§ Selected text:
Another emerging area of language pedagogy which has started to use the corpus-based approach is language testing. Alderson (1996) envisaged the following possible uses of corpora in this area: test construction, compilation and selection, test presentation, response capture, test scoring, and calculation and delivery of results. He concludes that ‘the potential advantages of basing our tests on real language data, of making data-based judgments about candidates’ abilities, knowledge and performance are clear enough. A crucial question is whether the possible advantages are born out in practice’ (Alderson 1996: 258-259) [1]. The concern raised in Alderson’s conclusion appears to have been addressed satisfactorily now so that nowadays computer-based tests are recognized as being comparable to paper-based tests (e.g. computer-based versus paper-based TOEFL tests).

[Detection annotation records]
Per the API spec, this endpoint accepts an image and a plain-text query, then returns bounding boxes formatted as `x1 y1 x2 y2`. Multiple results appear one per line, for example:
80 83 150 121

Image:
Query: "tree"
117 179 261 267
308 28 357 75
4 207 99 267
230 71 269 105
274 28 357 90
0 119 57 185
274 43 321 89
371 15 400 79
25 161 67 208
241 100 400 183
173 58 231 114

§ Direction 1: Which tests does the passage on corpus-based language testing give as an example of computer-based and paper-based tests now recognized as comparable?
§ Direction 2: Write the next part of the passage on corpus-based language testing, picking up after its final sentence.

§ Exercise response 1: The computer-based and paper-based TOEFL tests.

§ Exercise response 2:
A number of corpus-based studies of language testing have been reported. For example, Coniam (1997) demonstrated how to use word frequency data extracted from corpora to generate cloze tests automatically. Kaszubski and Wojnowska (2003) presented a corpus-driven computer program, Test Builder, for building sentence-based ELT exercises. The program can process raw corpora of plain texts or corpora annotated with part-of-speech information, using another linked computer program that assigns the part-of-speech category to each word in the corpus automatically in real time. The annotated data is used in turn as input for test material selection. Indeed, corpora have recently been used by major providers of test services for a number of purposes [12]:

- as an archive of examination scripts;

- to develop test materials;

- to optimize test procedures;

- to improve the quality of test marking;

- to validate tests; and

- to standardize tests.

3. Teacher development

For learners to benefit from the use of corpora, language teachers must first of all be equipped with a sound knowledge of the corpus-based approach. It is unsurprising then to discover that corpora have been used in training language teachers (Allan 1999, 2002; Conrad 1999; Seidlhofer 2000, 2002; O’Keeffe and Farr 2003). Allan (1999), for example, demonstrates how to use corpus data to raise the language awareness of English teachers in Hong Kong secondary schools. Conrad (1999) presents a corpus-based study of linking adverbials (e.g. therefore and in other words), on the basis of which she suggests that it is important for a language teacher to do more than using classroom concordancing and lexical or lexico-grammatical analyses if language teaching is to take full advantage of the corpus-based approach. Conrad’s concern with teacher education is echoed by O’Keeffe and Farr (2003), who argue that corpus linguistics should be included in initial language teacher education so as to enhance teachers’ research skills and language awareness [12].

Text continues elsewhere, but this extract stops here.